## What the exercise asks
Copy the data below word for word, starting at the line that contains "Tag every instance of the denim" and ending with the last line of the data.

## Data for this exercise
** Start **

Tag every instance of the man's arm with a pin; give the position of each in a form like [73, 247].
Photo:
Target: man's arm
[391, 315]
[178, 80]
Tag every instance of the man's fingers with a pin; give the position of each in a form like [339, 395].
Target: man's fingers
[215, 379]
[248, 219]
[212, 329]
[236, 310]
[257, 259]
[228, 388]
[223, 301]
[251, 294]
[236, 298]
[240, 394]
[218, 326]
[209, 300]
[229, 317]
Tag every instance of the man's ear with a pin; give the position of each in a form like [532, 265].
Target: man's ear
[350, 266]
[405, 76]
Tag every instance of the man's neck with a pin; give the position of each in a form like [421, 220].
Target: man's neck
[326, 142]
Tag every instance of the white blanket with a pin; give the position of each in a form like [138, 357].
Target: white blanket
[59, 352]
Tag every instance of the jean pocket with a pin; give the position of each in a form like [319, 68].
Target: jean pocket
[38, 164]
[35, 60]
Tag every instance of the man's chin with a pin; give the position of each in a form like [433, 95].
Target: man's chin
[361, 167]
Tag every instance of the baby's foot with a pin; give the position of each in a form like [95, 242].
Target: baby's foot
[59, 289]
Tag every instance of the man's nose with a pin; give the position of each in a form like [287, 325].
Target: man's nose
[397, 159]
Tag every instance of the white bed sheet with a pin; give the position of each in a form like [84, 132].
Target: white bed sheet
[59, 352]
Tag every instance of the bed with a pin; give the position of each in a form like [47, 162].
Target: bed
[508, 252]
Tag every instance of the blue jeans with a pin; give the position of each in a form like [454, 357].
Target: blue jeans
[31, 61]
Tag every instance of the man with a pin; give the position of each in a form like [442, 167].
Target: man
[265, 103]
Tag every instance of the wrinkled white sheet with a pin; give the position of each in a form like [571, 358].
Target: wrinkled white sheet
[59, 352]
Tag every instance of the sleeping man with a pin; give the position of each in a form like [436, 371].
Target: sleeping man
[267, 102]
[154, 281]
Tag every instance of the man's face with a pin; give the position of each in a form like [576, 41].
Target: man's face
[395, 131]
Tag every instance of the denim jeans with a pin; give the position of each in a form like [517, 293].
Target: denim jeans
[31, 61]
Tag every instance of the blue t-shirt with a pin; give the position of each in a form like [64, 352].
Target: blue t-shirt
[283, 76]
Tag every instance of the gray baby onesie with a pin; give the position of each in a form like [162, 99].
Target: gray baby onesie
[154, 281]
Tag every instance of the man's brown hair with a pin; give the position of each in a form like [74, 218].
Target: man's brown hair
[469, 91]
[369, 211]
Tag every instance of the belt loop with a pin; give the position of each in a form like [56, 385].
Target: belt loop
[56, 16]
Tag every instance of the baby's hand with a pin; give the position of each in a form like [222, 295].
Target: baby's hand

** End **

## Result of the exercise
Tag every instance of the denim jeans with a pin; give the position of each in a form like [517, 293].
Target: denim jeans
[31, 61]
Tag every instance of the blue t-shirt with a pin; give the position of each in a form like [64, 352].
Target: blue t-shirt
[283, 76]
Tag every instance of the gray baby onesie with a pin; give the position of each in a form like [162, 99].
Target: gray baby onesie
[154, 281]
Tag every instance of the man's brown hair with a pin; give the position of each in a form like [74, 218].
Target: man's brown hair
[469, 91]
[369, 211]
Tag every instance of the belt loop with a pin; give the position of each in a form like [56, 385].
Target: belt loop
[56, 16]
Tag every instance of the baby's hand with a pin; give the position of each in a form like [222, 295].
Target: baby's hand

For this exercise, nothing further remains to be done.